**TASK DIRECTIONS**
Can you carry on the account of the alkaptonuria gene therapy research, starting right after its last sentence?

PASSAGE Block Start

It was January 2017 when I first reached out to Prof. Jim Gallagher and Prof. Lakshminarayan Ranganath in the context of a project application concerning the E-Rare Joint Transnational Call for Proposals 2017 “Transnational Research Projects for Innovative Therapeutic Approaches for Rare Diseases”. In this project, we wanted to benefit from Jessie’s preliminary achievements in bacteria. Unfortunately, the project was found to be too preliminary and was not awarded for funding. Since then, a close collaboration was established with the research groups of Prof. Jim Gallagher and Prof. Lakshminarayan Ranganath who helped to train one of my PhD students (Haaike Colemonts-Vroninks) in untargeted metabolite research.
Haaike Colemonts Vroninks
In 2019, after successfully having developed a tool that would allow regular gene therapy to work under nitisinone treatment, a new project application was sent to the FWO in Flanders (Belgium), entitled “EvolvAKUre: a Darwinian approach to develop a cure for alkaptonuria”. This project focused to overcome the current therapeutic limitations of alkaptonuria by developing the best possible gene therapy strategy to cure AKU and study its efficiency in human cell models and mice. By the end of 2019, right before Christmas, I was informed by the FWO that the EvolvAKUre project proposal was accepted and received 511K EUR to develop a cure for AKU. In January 2020, a new PhD student (Sien Lequeue) started to work on this project and, although it has been a very difficult year due to the current COVID-19 pandemic, we managed to be still on track with our research goals which is to deliver a preclinical proof-of-principle for the best possible gene therapy to treat AKU by the end of 2023.

PASSAGE Block End
PROVIDED MATERIAL Block Start

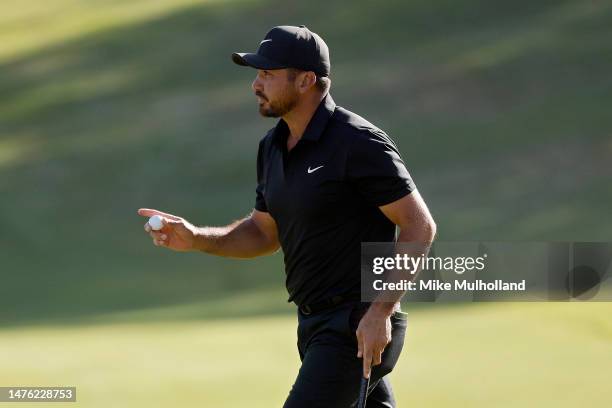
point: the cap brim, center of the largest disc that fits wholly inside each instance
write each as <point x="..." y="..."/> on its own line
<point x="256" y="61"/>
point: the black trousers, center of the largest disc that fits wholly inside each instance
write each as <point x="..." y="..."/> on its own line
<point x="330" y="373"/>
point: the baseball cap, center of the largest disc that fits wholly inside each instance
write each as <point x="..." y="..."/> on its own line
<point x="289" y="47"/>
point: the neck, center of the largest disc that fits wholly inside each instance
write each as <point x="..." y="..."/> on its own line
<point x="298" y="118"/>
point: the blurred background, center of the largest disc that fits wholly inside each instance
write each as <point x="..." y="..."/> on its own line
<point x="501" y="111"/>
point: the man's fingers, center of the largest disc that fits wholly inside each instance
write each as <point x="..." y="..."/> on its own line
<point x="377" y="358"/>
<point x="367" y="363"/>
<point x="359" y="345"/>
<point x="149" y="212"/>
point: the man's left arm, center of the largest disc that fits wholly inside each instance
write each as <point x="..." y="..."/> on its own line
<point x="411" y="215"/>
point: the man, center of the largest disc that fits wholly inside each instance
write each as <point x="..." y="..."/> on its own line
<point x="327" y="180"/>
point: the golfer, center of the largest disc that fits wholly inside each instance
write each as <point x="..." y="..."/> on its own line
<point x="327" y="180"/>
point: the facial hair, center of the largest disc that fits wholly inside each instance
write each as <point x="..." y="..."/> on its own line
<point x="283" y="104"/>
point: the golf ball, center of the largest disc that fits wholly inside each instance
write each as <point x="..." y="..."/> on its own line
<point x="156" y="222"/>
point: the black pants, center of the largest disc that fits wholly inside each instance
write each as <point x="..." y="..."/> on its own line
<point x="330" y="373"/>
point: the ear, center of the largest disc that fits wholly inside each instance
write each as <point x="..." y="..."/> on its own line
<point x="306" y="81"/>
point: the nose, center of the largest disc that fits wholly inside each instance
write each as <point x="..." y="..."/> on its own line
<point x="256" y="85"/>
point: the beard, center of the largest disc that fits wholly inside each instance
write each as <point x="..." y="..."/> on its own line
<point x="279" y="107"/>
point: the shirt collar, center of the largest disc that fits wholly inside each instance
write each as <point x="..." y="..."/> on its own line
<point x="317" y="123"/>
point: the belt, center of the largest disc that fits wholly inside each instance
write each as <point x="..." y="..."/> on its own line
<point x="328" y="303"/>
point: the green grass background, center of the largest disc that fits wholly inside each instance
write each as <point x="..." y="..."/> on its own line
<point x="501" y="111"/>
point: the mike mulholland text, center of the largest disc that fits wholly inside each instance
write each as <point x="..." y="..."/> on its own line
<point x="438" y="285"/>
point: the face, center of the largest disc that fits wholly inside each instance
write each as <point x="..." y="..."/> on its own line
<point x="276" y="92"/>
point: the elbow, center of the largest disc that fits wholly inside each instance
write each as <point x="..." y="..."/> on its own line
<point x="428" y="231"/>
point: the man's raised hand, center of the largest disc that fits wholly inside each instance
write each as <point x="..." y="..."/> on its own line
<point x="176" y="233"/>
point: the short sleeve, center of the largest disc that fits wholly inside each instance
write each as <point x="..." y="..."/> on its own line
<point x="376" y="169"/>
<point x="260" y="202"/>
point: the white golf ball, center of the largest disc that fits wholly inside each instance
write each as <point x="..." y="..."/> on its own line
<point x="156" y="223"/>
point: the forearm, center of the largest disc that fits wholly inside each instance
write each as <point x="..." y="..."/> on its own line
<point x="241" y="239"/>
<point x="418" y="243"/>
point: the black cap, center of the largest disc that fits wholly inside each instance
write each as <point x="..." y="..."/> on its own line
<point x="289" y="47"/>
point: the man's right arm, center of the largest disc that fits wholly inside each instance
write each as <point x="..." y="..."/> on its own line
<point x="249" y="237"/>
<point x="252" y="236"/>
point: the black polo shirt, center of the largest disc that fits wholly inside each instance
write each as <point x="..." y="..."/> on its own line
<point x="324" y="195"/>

PROVIDED MATERIAL Block End
PROVIDED MATERIAL Block Start

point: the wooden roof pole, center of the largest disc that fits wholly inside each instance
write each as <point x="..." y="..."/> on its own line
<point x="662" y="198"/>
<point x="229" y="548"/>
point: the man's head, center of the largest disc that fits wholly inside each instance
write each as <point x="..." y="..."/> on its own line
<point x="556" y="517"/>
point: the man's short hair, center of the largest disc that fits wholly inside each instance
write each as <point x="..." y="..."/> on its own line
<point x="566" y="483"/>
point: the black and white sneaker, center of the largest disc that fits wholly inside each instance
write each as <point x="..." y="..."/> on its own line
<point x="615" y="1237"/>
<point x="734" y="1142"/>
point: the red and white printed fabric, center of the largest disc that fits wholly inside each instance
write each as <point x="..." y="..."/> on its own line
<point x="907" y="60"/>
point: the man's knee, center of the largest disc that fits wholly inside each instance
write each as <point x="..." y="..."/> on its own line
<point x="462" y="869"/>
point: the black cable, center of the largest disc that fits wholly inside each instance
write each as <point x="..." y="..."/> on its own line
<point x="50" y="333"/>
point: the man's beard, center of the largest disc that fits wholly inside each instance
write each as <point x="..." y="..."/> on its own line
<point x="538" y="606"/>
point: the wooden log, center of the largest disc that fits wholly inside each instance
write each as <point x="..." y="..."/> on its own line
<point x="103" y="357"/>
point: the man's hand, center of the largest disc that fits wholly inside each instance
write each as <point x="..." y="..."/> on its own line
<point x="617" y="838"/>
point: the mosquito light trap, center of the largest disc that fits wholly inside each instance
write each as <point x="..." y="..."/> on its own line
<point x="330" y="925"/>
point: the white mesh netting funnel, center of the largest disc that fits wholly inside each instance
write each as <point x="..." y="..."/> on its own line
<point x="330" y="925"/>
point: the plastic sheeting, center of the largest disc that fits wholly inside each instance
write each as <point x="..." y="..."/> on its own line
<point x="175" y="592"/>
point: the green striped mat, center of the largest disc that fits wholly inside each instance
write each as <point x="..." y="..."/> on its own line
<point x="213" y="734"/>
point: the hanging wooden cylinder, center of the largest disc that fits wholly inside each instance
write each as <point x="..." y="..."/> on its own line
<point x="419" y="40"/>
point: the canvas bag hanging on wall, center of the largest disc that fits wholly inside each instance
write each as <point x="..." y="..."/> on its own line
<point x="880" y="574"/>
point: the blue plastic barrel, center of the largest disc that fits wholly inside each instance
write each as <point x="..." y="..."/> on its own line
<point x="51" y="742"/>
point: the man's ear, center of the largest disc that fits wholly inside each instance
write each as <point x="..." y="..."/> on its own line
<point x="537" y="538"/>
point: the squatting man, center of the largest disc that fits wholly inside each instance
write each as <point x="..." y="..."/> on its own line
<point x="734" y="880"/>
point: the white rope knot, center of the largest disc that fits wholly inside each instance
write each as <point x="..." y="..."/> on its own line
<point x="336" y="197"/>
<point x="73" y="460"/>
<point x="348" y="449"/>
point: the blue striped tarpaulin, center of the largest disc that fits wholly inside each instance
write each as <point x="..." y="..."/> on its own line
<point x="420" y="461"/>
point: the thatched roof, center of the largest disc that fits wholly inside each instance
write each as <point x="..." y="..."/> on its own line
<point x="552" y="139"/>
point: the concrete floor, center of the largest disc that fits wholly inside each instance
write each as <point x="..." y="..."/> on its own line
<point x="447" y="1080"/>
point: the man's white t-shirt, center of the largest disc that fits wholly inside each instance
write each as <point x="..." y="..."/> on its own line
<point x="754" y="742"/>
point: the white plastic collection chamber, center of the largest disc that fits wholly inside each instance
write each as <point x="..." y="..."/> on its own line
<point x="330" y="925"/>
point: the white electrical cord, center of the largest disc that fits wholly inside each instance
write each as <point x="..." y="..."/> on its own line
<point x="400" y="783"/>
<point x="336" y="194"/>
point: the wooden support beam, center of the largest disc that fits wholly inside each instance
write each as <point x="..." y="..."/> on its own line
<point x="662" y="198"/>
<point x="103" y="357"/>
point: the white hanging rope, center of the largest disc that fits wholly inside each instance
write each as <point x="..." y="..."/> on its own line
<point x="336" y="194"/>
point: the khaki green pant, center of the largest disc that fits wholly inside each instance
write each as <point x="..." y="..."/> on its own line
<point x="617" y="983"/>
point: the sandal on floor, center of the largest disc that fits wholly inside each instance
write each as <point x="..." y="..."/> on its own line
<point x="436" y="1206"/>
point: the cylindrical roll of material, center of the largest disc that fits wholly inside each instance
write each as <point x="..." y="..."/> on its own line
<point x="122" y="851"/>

PROVIDED MATERIAL Block End
PROVIDED MATERIAL Block Start

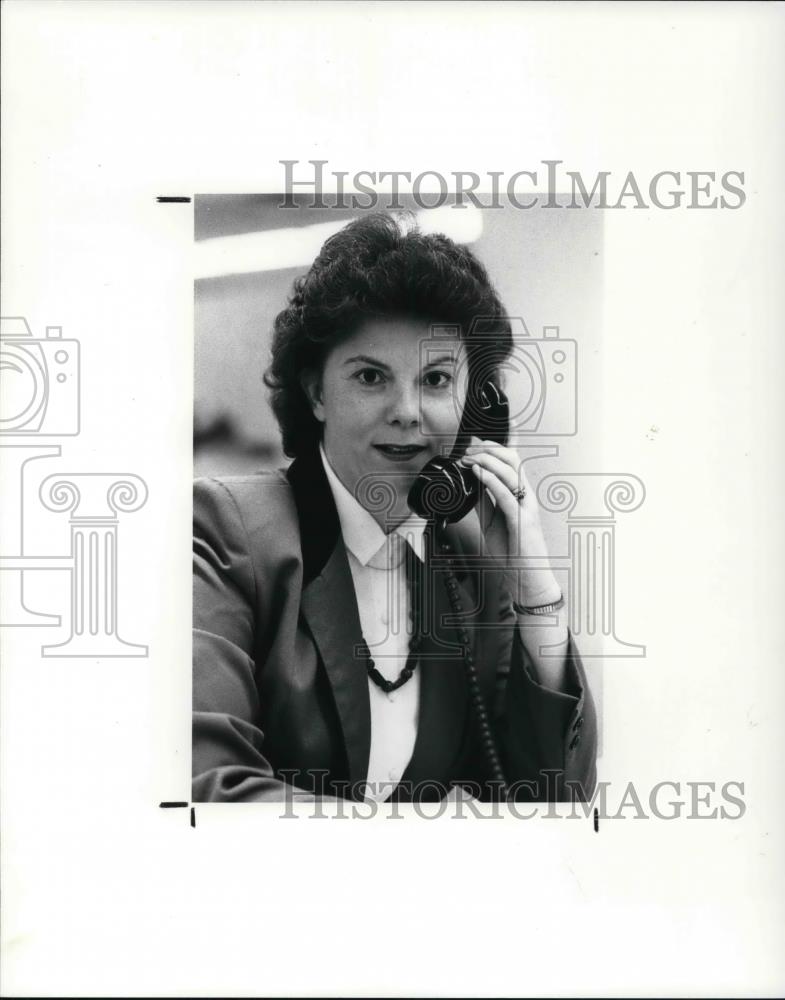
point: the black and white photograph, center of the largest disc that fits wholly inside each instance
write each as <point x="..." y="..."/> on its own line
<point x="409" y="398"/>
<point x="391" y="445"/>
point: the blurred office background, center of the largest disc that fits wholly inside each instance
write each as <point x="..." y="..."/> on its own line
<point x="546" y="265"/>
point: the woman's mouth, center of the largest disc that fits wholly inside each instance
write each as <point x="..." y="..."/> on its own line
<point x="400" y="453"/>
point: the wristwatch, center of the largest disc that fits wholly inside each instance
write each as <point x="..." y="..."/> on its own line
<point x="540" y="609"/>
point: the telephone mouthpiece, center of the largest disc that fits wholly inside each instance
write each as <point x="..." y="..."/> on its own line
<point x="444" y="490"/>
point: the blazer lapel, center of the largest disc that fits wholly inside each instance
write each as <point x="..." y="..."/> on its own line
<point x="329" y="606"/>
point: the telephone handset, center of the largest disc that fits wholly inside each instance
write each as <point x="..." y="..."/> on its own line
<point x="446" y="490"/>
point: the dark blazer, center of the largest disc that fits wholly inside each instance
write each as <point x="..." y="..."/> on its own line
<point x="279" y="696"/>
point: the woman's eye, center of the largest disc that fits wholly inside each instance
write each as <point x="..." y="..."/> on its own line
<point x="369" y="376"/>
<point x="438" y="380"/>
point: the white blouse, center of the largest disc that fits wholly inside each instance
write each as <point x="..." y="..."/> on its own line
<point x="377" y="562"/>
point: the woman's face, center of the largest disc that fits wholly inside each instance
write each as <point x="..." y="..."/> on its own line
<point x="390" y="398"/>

PROVIDED MATERIAL Block End

**YOUR RESPONSE**
Sien Lequeue
Alkaptonuria, also known as AKU or Black Bone Disease, stops patient’s bodies from breaking down a chemical, homogentisic acid (HGA), which is naturally produced by the body during the digestion of food. HGA is broken down by a protein (enzyme) called homogentisate 1,2-dioxygenase (HGD), coded by a gene on chromosome 3. This protein is massively produced by liver cells. However, in AKU patients, the HGD protein is either not produced or non-functional, causing HGA to build up in the body. The most effective therapy for AKU would be to provide the faulty liver cells with a working copy of the HGD gene using so-called gene therapy. However, this is easier said than done, because gene therapy is currently still very ineffective in correcting a large amount of liver cells. In 2020, a new research project, entitled “EvolvAKUre: a Darwinian approach to develop a cure for alkaptonuria”, was funded by the Research Foundation (FWO) Flanders in Belgium. This project strives to develop the most effective gene therapy for AKU patients, which will eventually allow patients to live normal and healthy lives. It involves a close collaboration between research groups of the Vrije Universiteit Brussel (Belgium; J. De Kock), the RWTH Aachen University (Germany; U. Schwaneberg) and the University of Liverpool (United Kingdom; J. Gallagher, G. Bou-Gharios & L. Ranganath).